• WORK TO BE COMPLETED: Reproduce all of the data below, substituting "widest part" for every occurrence of "thickest part" and leaving everything else unchanged. Omit the pictures from your output.

## BEGIN RECORDS SUPPLIED

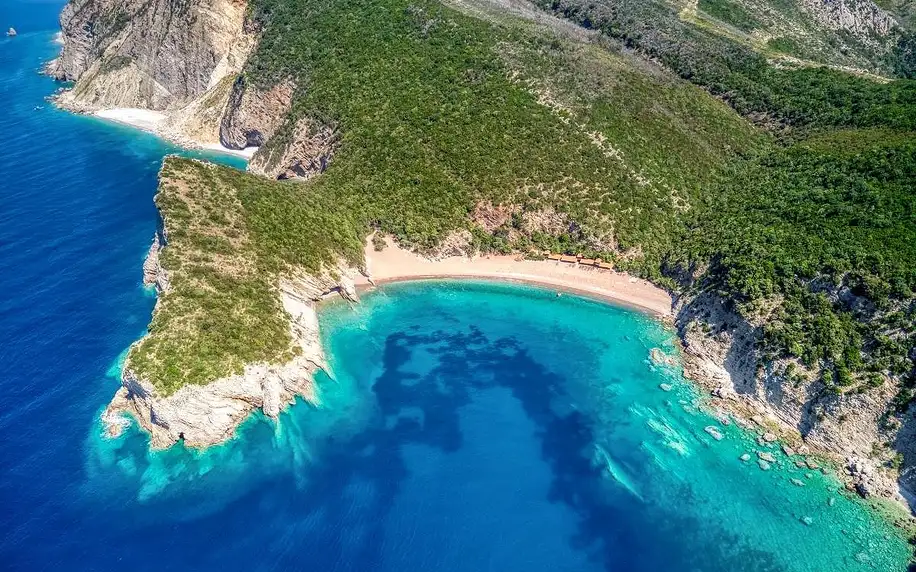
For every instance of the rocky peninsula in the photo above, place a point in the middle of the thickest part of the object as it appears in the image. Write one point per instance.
(477, 158)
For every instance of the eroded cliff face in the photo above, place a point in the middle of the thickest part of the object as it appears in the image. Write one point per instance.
(853, 429)
(205, 415)
(151, 54)
(306, 152)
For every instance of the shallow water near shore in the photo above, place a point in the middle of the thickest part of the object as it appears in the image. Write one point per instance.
(462, 425)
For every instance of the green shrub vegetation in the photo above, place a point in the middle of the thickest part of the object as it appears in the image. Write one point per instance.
(793, 186)
(230, 235)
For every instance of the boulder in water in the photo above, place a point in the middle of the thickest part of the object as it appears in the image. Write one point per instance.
(714, 433)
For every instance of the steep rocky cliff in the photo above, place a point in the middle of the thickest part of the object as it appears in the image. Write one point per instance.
(853, 429)
(204, 415)
(158, 54)
(180, 58)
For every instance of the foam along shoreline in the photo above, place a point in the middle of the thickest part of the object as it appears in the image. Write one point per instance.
(153, 121)
(394, 264)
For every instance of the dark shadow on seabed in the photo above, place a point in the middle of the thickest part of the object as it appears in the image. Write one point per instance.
(618, 531)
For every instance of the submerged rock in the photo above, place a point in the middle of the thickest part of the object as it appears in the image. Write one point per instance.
(713, 432)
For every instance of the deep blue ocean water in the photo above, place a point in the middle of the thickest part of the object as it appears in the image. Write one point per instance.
(463, 426)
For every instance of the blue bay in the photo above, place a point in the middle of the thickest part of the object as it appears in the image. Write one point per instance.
(462, 425)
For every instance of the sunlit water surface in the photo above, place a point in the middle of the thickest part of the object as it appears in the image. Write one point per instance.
(463, 426)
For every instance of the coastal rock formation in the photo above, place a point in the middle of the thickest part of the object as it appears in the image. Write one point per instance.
(153, 272)
(204, 415)
(306, 154)
(253, 115)
(149, 54)
(178, 58)
(720, 354)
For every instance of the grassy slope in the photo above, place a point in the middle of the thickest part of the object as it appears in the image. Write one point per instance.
(229, 235)
(440, 111)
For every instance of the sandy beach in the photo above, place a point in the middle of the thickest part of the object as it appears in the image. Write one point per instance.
(395, 264)
(153, 121)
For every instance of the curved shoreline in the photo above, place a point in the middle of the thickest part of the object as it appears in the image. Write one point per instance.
(394, 264)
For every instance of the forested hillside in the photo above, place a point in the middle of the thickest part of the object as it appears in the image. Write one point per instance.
(807, 222)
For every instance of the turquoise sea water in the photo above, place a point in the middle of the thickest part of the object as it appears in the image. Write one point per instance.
(463, 426)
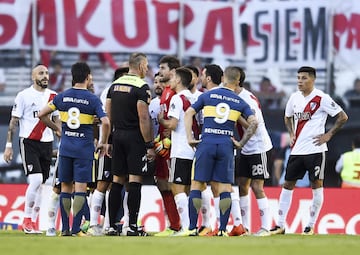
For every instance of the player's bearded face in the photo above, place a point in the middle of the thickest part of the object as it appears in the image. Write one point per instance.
(43, 82)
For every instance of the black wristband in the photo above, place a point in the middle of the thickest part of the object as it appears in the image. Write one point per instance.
(149, 145)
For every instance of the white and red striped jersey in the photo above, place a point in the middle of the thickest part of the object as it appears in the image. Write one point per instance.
(260, 142)
(28, 104)
(179, 145)
(310, 114)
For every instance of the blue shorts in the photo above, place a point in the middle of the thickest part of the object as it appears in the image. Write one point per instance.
(74, 169)
(214, 162)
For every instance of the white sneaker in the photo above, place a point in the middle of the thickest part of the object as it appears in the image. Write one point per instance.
(95, 230)
(51, 232)
(263, 232)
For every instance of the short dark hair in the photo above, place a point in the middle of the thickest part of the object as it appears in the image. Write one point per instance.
(242, 76)
(79, 72)
(120, 72)
(308, 69)
(185, 76)
(172, 61)
(356, 141)
(136, 58)
(193, 68)
(215, 72)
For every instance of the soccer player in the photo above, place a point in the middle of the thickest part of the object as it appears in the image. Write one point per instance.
(181, 154)
(104, 179)
(214, 153)
(252, 165)
(348, 165)
(132, 133)
(167, 66)
(35, 142)
(77, 107)
(305, 117)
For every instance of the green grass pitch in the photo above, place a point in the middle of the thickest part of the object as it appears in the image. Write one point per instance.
(16, 242)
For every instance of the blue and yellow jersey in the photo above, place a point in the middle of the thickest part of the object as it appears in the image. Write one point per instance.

## END RECORDS SUPPLIED

• RESPONSE:
For every instance of the rocky peninsula in the photo above, place a point in the middle of the widest part of the object as it appears in the image. Write one point per instance.
(477, 158)
For every instance of the eroded cliff face in the photo above, place a point in the middle of the widest part of the object as it appears in the image. Write one point per instance.
(853, 429)
(205, 415)
(151, 54)
(306, 152)
For every instance of the shallow water near shore in the photo above, place a point in the middle of the widest part of the object as it appears in the image. Write one point per instance.
(462, 425)
For every instance of the green shrub vegetation in the photo above, place a point in the middle of the widest part of the object as it appears in the image. Write one point per instance.
(793, 186)
(230, 235)
For every instance of the boulder in water in the photo above, place a point in the middle of the widest part of the object as it appears in the image. Write one point per instance.
(714, 433)
For every instance of the steep rocky cliff in the photo above, place a point in the middle of the widest part of the object as it appears in the image. Write one point per instance.
(853, 429)
(204, 415)
(158, 54)
(180, 58)
For every instance of the foam along shoreline in the photo above, place a point in the middle of the widest part of the object as it appears in the image. Write one point per instance.
(153, 121)
(394, 264)
For every instance of the dark shadow on seabed in the photo above, place a point in the middle of the widest part of the object as it appears in the image. Write one point per instance.
(618, 531)
For every instance of the submerged rock in the photo above, place a point in the middle of the widest part of the object as it appears in the image. Write one point per instance.
(713, 432)
For every instance of the deep blue ocean water in the photo above, place a point in the middle of the widest part of the object as it appears in the image. Write one point per instance.
(463, 426)
For every instance of the blue bay in the photo above, place a point in the middle of the widest part of the object as it appears in the image. Write one point per instance.
(462, 425)
For every instance of the sunlit water surface in the photo above, place a point in the middle of the widest part of the object as it appears in the image. Write one point per instance.
(463, 426)
For every instance of the coastal rock formation in the photo above, place a point in the middle of the widest part of the object as it appears in the image. Write one point per instance.
(153, 272)
(204, 415)
(306, 154)
(253, 115)
(149, 54)
(178, 58)
(720, 354)
For every instance of the grassy slope in the photo above, place a point in the middle of the widest part of the object as it appears in the image. Write one point per instance.
(229, 235)
(440, 111)
For every instance of the sandy beach in the photo above, place a point in the middle of the widest part of the object as it appears in the image. Write one point per instance.
(395, 264)
(153, 121)
For every instance of the curved shoreline in the photo above, place a point in the middle of the widest part of the object as it appears in the image. Write one point per instance.
(394, 264)
For every instance of the forested hillside in the photo above, place a point in the middle of the widest part of the object as it appears in the image. Write one point per instance.
(807, 222)
For every instance of the turquoise sea water in the photo above, place a point in the middle of the widest part of the object as it appears in the image. Write one point per instance.
(463, 426)
For every instance of the player's bearded face in the photo above, place a point in the middle of the widest part of the object as it appears in the image. Write one point per instance.
(43, 82)
For every instance of the black wristband in the photo above, place a point in the middle of the widest part of the object as it appears in the image. Write one point per instance.
(149, 145)
For every instance of the white and red striped jersey in the photo above, place a point in the middle of the widest part of the object as it appears in the image. Write one point per instance.
(260, 142)
(28, 104)
(179, 145)
(310, 114)
For every instance of the blue shorts in the photo above, place a point in the middle of the widest part of the object as it appears in the image. Write one point per instance.
(74, 169)
(214, 162)
For every instance of the white sneaker in the photo above, place a point in the middle of the widest part of the object as it appears in the image. Write one point per instance.
(95, 230)
(51, 232)
(263, 232)
For every instance of the short dark hair in the photo above, place a point in the middle of the widest part of the object as it appears in the image. Write one point per instance.
(242, 76)
(79, 72)
(120, 72)
(308, 69)
(185, 76)
(172, 61)
(356, 141)
(136, 58)
(193, 68)
(215, 72)
For every instance of the soccer player in the photo above, place a point in the middle of the widest part of the object as it appears in the image. Write one point per instance.
(181, 154)
(104, 179)
(214, 153)
(252, 165)
(348, 165)
(132, 133)
(167, 66)
(35, 142)
(77, 107)
(305, 117)
For every instance of the green grass pitch in the photo above, place a point in the middle of the widest part of the object as it appears in the image. Write one point per instance.
(16, 242)
For every instance of the blue and yellow jersey in the photo above, place a point in the middle of the widest part of the object as it appears in the image. Write one point per instance.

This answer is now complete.